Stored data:
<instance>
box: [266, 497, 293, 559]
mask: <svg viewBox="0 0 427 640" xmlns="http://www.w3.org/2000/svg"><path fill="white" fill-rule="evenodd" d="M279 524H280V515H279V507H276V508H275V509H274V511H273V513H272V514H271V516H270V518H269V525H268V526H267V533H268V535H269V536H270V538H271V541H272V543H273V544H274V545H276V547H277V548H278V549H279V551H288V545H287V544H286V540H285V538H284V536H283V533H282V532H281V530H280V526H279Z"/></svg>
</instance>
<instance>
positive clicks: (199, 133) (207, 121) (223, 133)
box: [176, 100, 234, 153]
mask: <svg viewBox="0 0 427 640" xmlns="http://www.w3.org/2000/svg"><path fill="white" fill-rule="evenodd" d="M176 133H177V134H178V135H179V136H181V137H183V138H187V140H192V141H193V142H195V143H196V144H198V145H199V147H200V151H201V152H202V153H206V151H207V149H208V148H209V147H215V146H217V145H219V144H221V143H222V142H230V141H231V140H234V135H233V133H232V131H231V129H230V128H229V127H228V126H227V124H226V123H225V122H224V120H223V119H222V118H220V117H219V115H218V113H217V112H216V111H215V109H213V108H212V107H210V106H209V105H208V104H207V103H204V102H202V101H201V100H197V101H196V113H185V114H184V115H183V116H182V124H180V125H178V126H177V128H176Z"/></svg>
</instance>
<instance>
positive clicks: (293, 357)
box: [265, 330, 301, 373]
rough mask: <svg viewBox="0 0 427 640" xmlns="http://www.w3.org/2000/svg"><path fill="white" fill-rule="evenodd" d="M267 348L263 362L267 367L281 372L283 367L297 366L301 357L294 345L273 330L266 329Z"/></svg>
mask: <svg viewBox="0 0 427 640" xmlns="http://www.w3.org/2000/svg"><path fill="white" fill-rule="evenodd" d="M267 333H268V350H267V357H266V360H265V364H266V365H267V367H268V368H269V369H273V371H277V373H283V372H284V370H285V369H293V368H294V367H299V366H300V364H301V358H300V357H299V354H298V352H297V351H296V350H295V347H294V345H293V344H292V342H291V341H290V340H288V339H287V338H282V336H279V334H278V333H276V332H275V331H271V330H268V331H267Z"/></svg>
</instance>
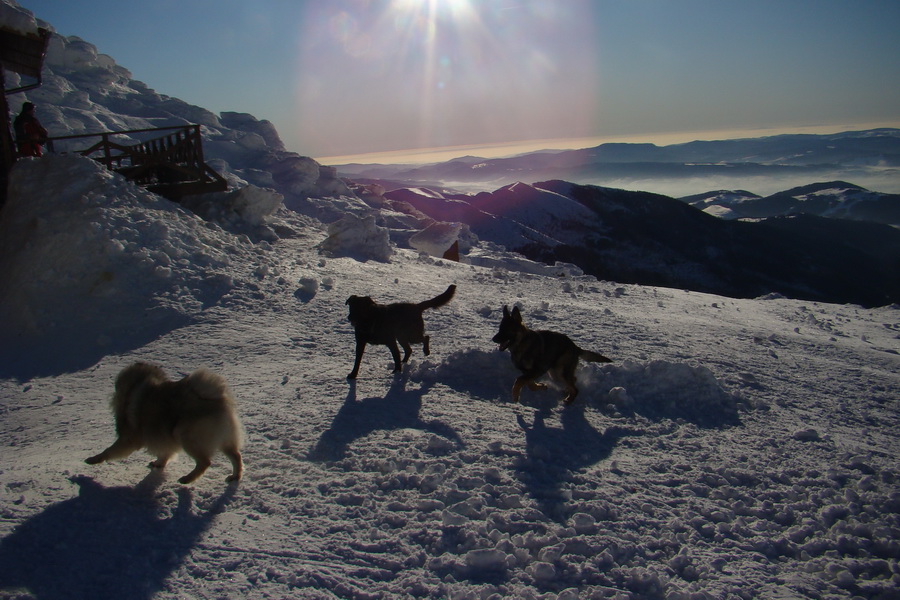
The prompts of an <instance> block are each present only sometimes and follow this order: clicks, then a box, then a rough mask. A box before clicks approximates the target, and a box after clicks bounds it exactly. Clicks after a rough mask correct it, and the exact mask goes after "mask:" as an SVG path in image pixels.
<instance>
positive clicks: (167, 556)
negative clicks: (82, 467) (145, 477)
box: [0, 469, 235, 600]
mask: <svg viewBox="0 0 900 600" xmlns="http://www.w3.org/2000/svg"><path fill="white" fill-rule="evenodd" d="M164 480H165V475H164V474H163V473H161V472H160V471H158V470H155V469H154V470H153V471H151V473H150V474H149V475H148V476H147V477H146V478H144V480H143V481H141V482H140V483H139V484H138V485H137V486H135V487H104V486H102V485H100V484H99V483H97V482H96V481H94V480H93V479H91V478H90V477H86V476H76V477H71V478H70V481H72V482H73V483H75V484H77V485H78V486H79V493H78V496H76V497H75V498H72V499H70V500H65V501H63V502H59V503H57V504H54V505H52V506H50V507H48V508H47V509H46V510H44V511H43V512H41V513H40V514H37V515H35V516H34V517H32V518H31V519H29V520H28V521H26V522H25V523H23V524H22V525H21V526H19V527H17V528H16V530H15V531H14V532H13V533H12V534H10V535H8V536H7V537H5V538H4V539H3V540H0V592H8V591H11V590H18V591H22V590H27V591H28V594H25V595H23V597H34V598H37V599H38V600H69V599H71V598H94V599H98V600H103V599H118V598H129V599H130V600H149V599H150V598H152V597H153V596H155V595H156V593H157V592H159V591H160V590H161V589H162V587H163V584H164V582H165V580H166V578H167V577H168V576H169V575H170V574H171V573H172V572H173V571H174V570H175V569H177V568H178V566H179V565H180V564H181V563H182V561H183V560H184V558H185V557H186V556H187V555H188V553H189V552H190V551H191V549H192V548H193V547H194V546H195V545H196V544H197V542H198V540H199V539H200V537H201V536H202V535H203V533H204V532H205V531H206V530H207V529H208V528H209V526H210V525H211V524H212V522H213V521H214V520H215V518H216V516H217V515H218V514H219V513H221V512H222V511H223V510H224V509H225V507H226V506H227V504H228V503H229V502H230V501H231V499H232V498H233V496H234V491H235V490H234V486H230V487H229V488H228V489H227V491H226V492H225V493H224V494H223V495H222V496H221V497H219V498H218V499H217V500H216V501H215V503H214V504H213V506H212V507H210V508H209V509H208V510H206V511H204V512H203V513H202V514H195V512H194V511H192V510H191V507H192V504H193V497H192V494H191V490H190V489H188V488H180V489H178V490H177V492H176V493H177V495H178V501H177V506H175V507H174V508H172V510H171V514H170V515H167V514H165V513H166V512H168V511H167V510H166V506H164V505H162V504H161V503H159V502H158V501H157V498H156V495H157V494H156V489H157V488H158V487H159V485H160V484H161V483H162V482H163V481H164ZM0 595H2V594H0Z"/></svg>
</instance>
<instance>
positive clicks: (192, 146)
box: [47, 125, 228, 201]
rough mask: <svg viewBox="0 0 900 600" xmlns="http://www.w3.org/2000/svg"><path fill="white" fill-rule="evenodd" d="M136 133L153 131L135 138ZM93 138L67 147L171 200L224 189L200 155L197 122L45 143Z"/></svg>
mask: <svg viewBox="0 0 900 600" xmlns="http://www.w3.org/2000/svg"><path fill="white" fill-rule="evenodd" d="M136 136H145V137H147V136H154V137H151V138H150V139H148V140H146V141H142V142H138V143H134V141H133V140H134V138H135V137H136ZM93 138H97V141H96V142H95V143H93V144H92V145H90V146H88V147H87V148H85V149H82V150H66V151H69V152H78V153H79V154H81V155H82V156H87V157H90V158H93V159H94V160H96V161H97V162H99V163H101V164H103V165H105V166H106V168H108V169H110V170H112V171H116V172H117V173H121V174H122V175H123V176H124V177H126V178H127V179H129V180H131V181H134V182H135V183H137V184H138V185H141V186H143V187H146V188H147V189H148V190H150V191H152V192H154V193H157V194H159V195H160V196H165V197H166V198H169V199H170V200H175V201H177V200H179V199H180V198H182V197H183V196H189V195H192V194H206V193H210V192H221V191H225V190H227V189H228V183H227V182H226V181H225V179H223V178H222V176H221V175H219V174H218V173H216V171H215V170H213V169H212V167H210V166H209V165H207V164H206V162H205V160H204V158H203V140H202V138H201V136H200V126H199V125H184V126H176V127H160V128H154V129H130V130H127V131H106V132H103V133H92V134H83V135H66V136H59V137H53V138H49V139H48V140H47V147H48V150H49V151H50V152H54V151H55V150H56V147H57V146H60V145H61V144H60V142H64V145H65V146H67V147H68V146H71V145H72V143H73V142H74V141H76V140H88V139H93ZM124 140H130V141H129V142H126V141H124ZM75 143H77V142H75Z"/></svg>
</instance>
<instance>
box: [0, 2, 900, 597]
mask: <svg viewBox="0 0 900 600" xmlns="http://www.w3.org/2000/svg"><path fill="white" fill-rule="evenodd" d="M10 6H11V4H10V3H9V1H8V0H4V1H3V2H0V8H2V9H3V11H4V12H0V19H3V22H7V20H8V19H12V18H13V17H10V16H9V15H8V14H7V12H8V11H7V9H8V8H9V7H10ZM16 10H18V13H17V14H18V15H19V16H16V15H13V16H14V17H15V18H20V16H21V14H24V13H21V10H19V9H16ZM26 17H28V18H31V17H30V16H29V15H26ZM26 20H27V19H26ZM48 64H49V67H50V71H49V74H48V76H47V77H46V78H45V83H44V85H43V86H42V87H41V88H39V89H38V90H35V91H34V92H29V96H28V98H29V99H33V100H37V101H38V105H39V114H40V116H41V117H42V118H43V117H47V118H46V120H47V121H48V122H49V125H50V126H52V127H54V128H55V129H52V128H51V131H52V132H53V133H54V134H55V135H63V134H65V133H75V132H77V131H79V130H82V131H83V130H90V131H96V130H99V129H103V128H106V127H119V128H122V127H147V126H156V125H157V124H159V123H160V122H161V121H165V124H167V125H168V124H171V123H170V121H169V120H170V119H172V118H176V119H182V120H183V121H191V122H200V123H203V124H204V149H205V150H207V154H206V155H207V158H211V160H210V162H211V163H212V164H213V165H214V166H215V167H216V168H217V170H219V171H220V172H221V173H223V175H224V176H226V178H228V180H229V182H230V184H231V189H232V191H231V192H228V193H225V194H217V195H214V196H207V197H196V198H192V199H190V201H189V202H187V203H186V204H185V205H178V204H174V203H172V202H169V201H168V200H165V199H163V198H160V197H158V196H155V195H153V194H151V193H149V192H147V191H145V190H143V189H142V188H139V187H136V186H134V185H133V184H131V183H129V182H127V181H125V180H123V179H122V178H120V177H119V176H117V175H114V174H111V173H109V172H107V171H106V170H104V169H102V168H100V167H99V166H97V165H96V164H95V163H94V162H92V161H91V160H89V159H86V158H80V157H76V156H66V155H63V156H57V155H48V156H45V157H44V158H42V159H27V160H22V161H19V162H18V163H17V164H16V165H15V167H14V168H13V171H12V173H11V178H10V186H9V199H8V201H7V204H6V205H5V206H4V207H3V209H2V211H0V323H2V328H0V598H2V599H16V600H25V599H41V600H43V599H51V600H61V599H69V598H92V599H113V598H116V599H118V598H135V599H150V598H154V599H159V600H170V599H171V600H175V599H186V598H191V599H220V598H246V599H250V600H257V599H265V598H308V599H325V598H352V599H359V600H362V599H369V598H453V599H463V598H473V599H476V598H477V599H498V598H525V599H527V598H541V599H545V600H551V599H557V600H559V599H575V598H617V599H620V600H624V599H629V598H634V599H638V598H665V599H667V600H682V599H691V600H695V599H703V598H747V599H749V598H797V597H803V598H827V599H835V598H878V599H889V598H896V597H897V589H898V587H900V566H898V559H900V491H898V489H900V488H898V481H900V472H898V463H897V455H898V449H900V448H898V438H897V431H898V428H900V412H898V398H900V393H898V392H900V312H898V307H896V306H887V307H882V308H877V309H863V308H860V307H857V306H852V305H834V304H820V303H812V302H804V301H797V300H791V299H789V298H784V297H781V296H778V295H769V296H766V297H763V298H758V299H755V300H743V299H741V300H738V299H732V298H725V297H719V296H712V295H707V294H700V293H692V292H686V291H681V290H673V289H666V288H653V287H641V286H634V285H622V284H619V283H616V282H607V281H598V280H596V279H594V278H592V277H588V276H585V275H584V274H583V273H582V272H581V271H580V270H579V269H578V268H577V267H574V266H572V265H567V264H561V263H560V264H556V265H543V264H539V263H534V262H531V261H528V260H526V259H524V258H523V257H521V256H519V255H514V254H510V253H508V252H506V251H504V250H503V248H502V247H499V246H496V245H493V244H489V243H484V242H480V241H478V240H477V239H476V238H475V237H474V236H472V235H471V233H470V232H467V231H465V228H459V227H457V226H455V225H454V223H453V222H452V219H449V221H451V222H449V223H430V224H428V225H423V224H422V223H421V222H419V221H418V220H417V218H416V217H415V216H414V215H410V214H404V213H400V212H394V211H392V209H391V206H390V203H389V202H386V201H385V199H384V197H383V194H380V193H378V192H377V190H374V191H370V192H365V191H364V190H363V189H362V188H358V190H359V191H357V192H356V193H358V194H359V195H358V196H357V195H355V193H354V192H353V191H351V187H352V186H348V185H347V184H346V183H345V182H343V181H341V180H340V179H338V178H337V177H335V174H334V172H333V170H329V169H327V168H324V167H321V166H320V165H318V164H317V163H315V161H313V160H312V159H309V158H306V157H300V156H297V155H294V154H291V153H288V152H285V151H284V149H283V146H282V145H281V142H280V140H279V139H278V135H277V132H275V131H274V129H273V128H271V126H270V124H268V123H267V122H265V121H258V120H256V119H255V118H254V117H252V116H250V115H244V114H241V113H223V114H222V115H220V116H216V115H214V114H212V113H210V112H209V111H206V110H204V109H202V108H200V107H191V106H190V105H187V104H186V103H183V102H181V101H178V100H176V99H173V98H168V97H166V96H163V95H161V94H157V93H156V92H154V91H153V90H150V89H149V88H147V86H145V85H143V84H141V83H140V82H135V81H132V80H131V79H130V75H129V74H128V72H127V70H125V69H124V68H122V67H119V66H117V65H115V62H114V61H112V59H111V58H109V57H105V56H104V55H100V54H98V53H97V52H96V49H93V47H92V46H90V44H88V43H87V42H83V41H82V40H78V39H77V38H66V39H63V38H60V37H58V36H55V37H54V38H53V40H52V42H51V48H50V53H49V55H48ZM66 69H68V70H66ZM41 110H44V111H47V112H45V113H41V112H40V111H41ZM141 115H143V116H141ZM153 115H156V116H153ZM45 124H47V123H45ZM525 185H526V184H516V186H525ZM373 189H374V188H373ZM534 194H535V196H534V198H535V201H534V202H532V203H525V204H523V205H521V206H515V207H508V208H509V210H508V211H507V215H516V214H518V215H519V216H520V218H522V219H526V218H527V219H528V221H529V222H532V221H538V222H539V221H541V220H542V219H543V220H544V221H545V222H546V228H545V229H544V231H543V232H538V231H536V230H525V229H523V228H518V229H511V230H510V235H511V236H512V235H516V236H522V235H542V234H544V233H552V232H553V229H554V224H555V222H556V221H555V220H558V219H567V220H574V221H577V220H579V219H583V218H586V215H584V214H582V212H581V208H580V207H578V206H576V205H574V204H568V203H561V204H559V205H558V206H557V210H555V211H550V212H546V214H544V215H542V214H540V211H541V210H542V205H544V204H545V203H542V202H540V201H539V200H540V198H538V196H539V195H542V194H550V192H546V191H541V190H537V189H535V190H534ZM434 197H435V198H440V195H438V194H435V196H434ZM188 209H190V210H188ZM497 210H500V209H499V208H498V209H497ZM488 225H492V226H498V227H499V226H500V225H501V224H500V223H490V224H488ZM457 240H458V241H460V249H461V257H460V258H461V262H453V261H448V260H443V259H441V258H439V257H438V256H439V254H438V253H442V252H443V250H444V249H445V246H446V245H447V244H448V242H449V243H451V244H452V242H453V241H457ZM407 246H408V247H407ZM436 255H438V256H436ZM451 283H452V284H456V285H457V286H458V288H457V293H456V296H455V297H454V299H453V300H452V301H451V302H450V303H449V304H448V305H446V306H444V307H442V308H440V309H438V310H434V311H428V312H427V313H426V315H425V320H426V324H427V330H428V333H429V334H430V335H431V350H432V353H431V355H430V356H428V357H424V356H422V354H421V351H420V349H419V348H418V347H417V348H416V349H415V353H414V354H413V357H412V358H411V359H410V363H409V364H408V365H407V366H406V367H405V369H404V372H403V373H402V374H401V375H399V376H392V375H391V373H390V371H391V368H392V364H391V359H390V355H389V353H388V352H387V350H386V349H385V348H384V347H379V346H376V347H372V348H370V349H368V350H367V352H366V355H365V357H364V359H363V364H362V369H361V371H360V376H359V378H358V380H356V381H355V382H348V381H347V380H346V379H345V377H346V374H347V373H348V372H349V370H350V368H351V367H352V363H353V347H354V336H353V331H352V328H351V325H350V324H349V323H348V322H347V310H346V306H345V301H346V299H347V297H348V296H350V295H354V294H355V295H370V296H372V297H373V298H374V299H376V300H377V301H379V302H396V301H421V300H424V299H427V298H431V297H434V296H435V295H437V294H438V293H440V292H442V291H443V290H445V289H446V288H447V286H448V285H449V284H451ZM504 305H509V306H513V305H517V306H519V307H520V308H521V310H522V311H523V314H524V317H525V320H526V323H527V324H528V325H529V326H531V327H534V328H539V329H552V330H557V331H562V332H564V333H566V334H568V335H569V336H571V337H572V338H573V339H574V340H575V341H576V342H577V343H578V344H579V345H581V346H582V347H584V348H588V349H592V350H596V351H599V352H602V353H603V354H604V355H607V356H609V357H611V358H613V360H614V362H613V363H610V364H603V365H600V364H582V365H581V367H580V368H579V371H578V379H579V387H580V389H581V394H580V395H579V397H578V400H577V401H576V403H575V404H573V405H571V406H563V405H562V404H561V403H560V399H561V396H562V393H561V391H560V390H559V389H556V388H554V387H552V385H551V389H550V390H547V391H543V392H531V391H528V390H526V391H525V392H524V393H523V396H522V403H521V404H518V405H516V404H512V403H511V401H510V390H511V386H512V382H513V380H514V379H515V377H516V375H517V372H516V370H515V369H514V368H513V367H512V365H511V362H510V358H509V355H508V353H501V352H498V351H497V349H496V346H495V345H494V344H492V343H491V341H490V339H491V337H492V336H493V334H494V333H495V331H496V327H497V325H498V323H499V321H500V315H501V314H502V307H503V306H504ZM137 360H144V361H148V362H152V363H154V364H158V365H160V366H161V367H163V368H164V369H165V370H166V372H167V373H168V374H169V375H170V376H172V377H180V376H183V375H186V374H187V373H189V372H191V371H193V370H195V369H197V368H200V367H206V368H209V369H211V370H213V371H215V372H217V373H220V374H221V375H223V376H224V377H225V378H226V379H227V380H228V382H229V385H230V386H231V388H232V389H233V391H234V393H235V395H236V396H237V399H238V410H239V413H240V416H241V419H242V422H243V424H244V427H245V429H246V433H247V444H246V448H245V453H244V459H245V463H246V472H245V477H244V479H243V480H242V481H241V482H240V483H239V484H236V485H228V484H226V482H225V477H226V475H227V474H228V473H229V472H230V471H229V467H228V464H227V460H225V459H224V457H222V456H219V457H217V458H216V459H215V460H214V462H213V466H212V467H211V468H210V470H209V471H208V472H207V473H206V474H205V475H204V476H203V477H202V478H200V479H199V480H198V481H197V482H195V483H194V484H192V485H190V486H183V485H180V484H178V482H177V478H178V477H179V475H180V474H183V473H184V468H185V466H186V461H185V460H184V459H182V460H181V461H178V462H175V463H174V464H172V465H170V466H169V467H167V469H166V470H165V471H163V472H157V471H150V470H149V469H148V468H147V466H146V464H147V462H148V461H147V459H145V457H144V456H143V455H134V456H132V457H130V458H128V459H126V460H124V461H120V462H115V463H108V464H102V465H97V466H89V465H86V464H85V463H84V459H85V458H87V457H88V456H91V455H92V454H95V453H96V452H98V451H99V450H101V449H103V448H105V447H106V446H108V445H109V443H110V442H111V441H112V439H113V437H114V426H113V420H112V415H111V414H110V413H109V410H108V398H109V396H110V394H111V392H112V385H113V381H114V379H115V376H116V374H117V373H118V372H119V371H120V370H121V369H122V368H124V367H125V366H127V365H129V364H131V363H132V362H134V361H137Z"/></svg>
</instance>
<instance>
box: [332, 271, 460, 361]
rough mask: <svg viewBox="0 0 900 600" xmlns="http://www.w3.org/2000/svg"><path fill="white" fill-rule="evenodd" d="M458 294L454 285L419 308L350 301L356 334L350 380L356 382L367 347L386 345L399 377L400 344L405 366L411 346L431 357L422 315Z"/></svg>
mask: <svg viewBox="0 0 900 600" xmlns="http://www.w3.org/2000/svg"><path fill="white" fill-rule="evenodd" d="M455 292H456V286H455V285H451V286H450V287H448V288H447V291H445V292H444V293H443V294H441V295H440V296H438V297H436V298H432V299H431V300H426V301H425V302H420V303H418V304H412V303H411V302H399V303H397V304H378V303H377V302H375V301H374V300H372V298H370V297H369V296H350V297H349V298H347V305H348V306H349V307H350V316H349V320H350V322H351V323H352V324H353V328H354V329H355V330H356V363H355V364H354V365H353V370H352V371H351V372H350V374H349V375H347V379H356V375H357V374H358V373H359V363H360V362H362V355H363V352H365V350H366V344H384V345H385V346H387V347H388V350H390V351H391V356H392V357H393V358H394V373H399V372H400V370H401V368H402V365H401V361H400V350H399V349H398V348H397V344H398V343H399V344H400V346H401V347H402V348H403V353H404V354H403V362H404V363H405V362H406V361H408V360H409V355H410V354H412V348H411V347H410V344H422V351H423V352H424V353H425V356H428V355H429V354H430V353H431V348H430V347H429V339H430V338H429V337H428V336H427V335H425V321H424V320H422V312H424V311H425V310H427V309H429V308H438V307H439V306H443V305H445V304H447V303H448V302H450V300H451V299H452V298H453V294H454V293H455Z"/></svg>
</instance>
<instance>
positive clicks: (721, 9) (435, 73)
mask: <svg viewBox="0 0 900 600" xmlns="http://www.w3.org/2000/svg"><path fill="white" fill-rule="evenodd" d="M20 4H21V5H22V6H24V7H25V8H27V9H29V10H31V11H32V12H34V13H35V16H36V17H37V18H39V19H43V20H45V21H47V22H49V23H50V24H51V25H53V27H54V28H55V29H56V31H57V32H58V33H60V34H62V35H65V36H69V35H76V36H78V37H80V38H82V39H84V40H86V41H88V42H90V43H92V44H94V45H95V46H97V49H98V51H99V52H101V53H104V54H108V55H109V56H111V57H112V58H113V59H115V61H116V62H117V63H118V64H119V65H121V66H123V67H125V68H126V69H128V70H129V71H131V73H132V75H133V77H134V79H137V80H140V81H142V82H144V83H146V84H147V85H148V86H150V87H151V88H153V89H155V90H156V91H157V92H159V93H162V94H166V95H169V96H174V97H177V98H180V99H182V100H184V101H186V102H189V103H191V104H195V105H198V106H202V107H204V108H207V109H209V110H211V111H213V112H216V113H219V112H223V111H236V112H246V113H250V114H252V115H254V116H256V117H257V118H259V119H268V120H269V121H272V122H273V123H274V124H275V126H276V128H277V130H278V132H279V134H280V135H281V137H282V139H283V140H284V142H285V144H286V146H287V148H288V149H289V150H292V151H294V152H298V153H300V154H303V155H306V156H312V157H314V158H320V159H322V158H329V159H334V158H336V157H348V156H349V155H360V154H368V153H389V152H392V153H393V156H395V157H397V158H399V157H401V156H405V155H407V154H410V151H411V150H416V149H434V148H445V147H453V148H452V150H451V153H478V154H480V155H482V156H488V155H498V154H502V153H503V152H506V153H511V152H510V151H509V150H510V149H512V148H518V149H526V148H527V149H537V148H541V147H545V148H551V147H554V148H562V147H586V146H589V145H595V144H596V143H600V142H601V141H605V140H609V141H629V140H631V141H656V142H657V143H660V142H669V143H672V142H675V141H688V140H691V139H719V138H724V137H755V136H756V135H759V134H769V133H776V132H795V131H809V132H812V131H821V132H826V131H828V132H833V131H841V130H846V129H854V128H868V127H871V126H893V127H897V126H900V35H897V28H898V26H900V2H897V1H896V0H866V1H864V2H859V1H858V0H815V1H813V0H809V1H802V0H775V1H770V0H752V1H743V2H738V1H733V0H327V1H326V0H253V1H249V0H242V1H238V0H154V2H122V1H121V0H80V1H78V2H71V1H61V0H23V1H22V2H20ZM535 140H537V141H535ZM478 150H482V152H478ZM331 162H334V161H333V160H332V161H331Z"/></svg>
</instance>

## What is needed
Search the entries for the string "positive" and collect each line that has it.

## Reply
positive clicks: (199, 133) (207, 121) (223, 133)
positive clicks: (293, 357)
positive clicks: (167, 556)
positive clicks: (192, 146)
positive clicks: (721, 9) (435, 73)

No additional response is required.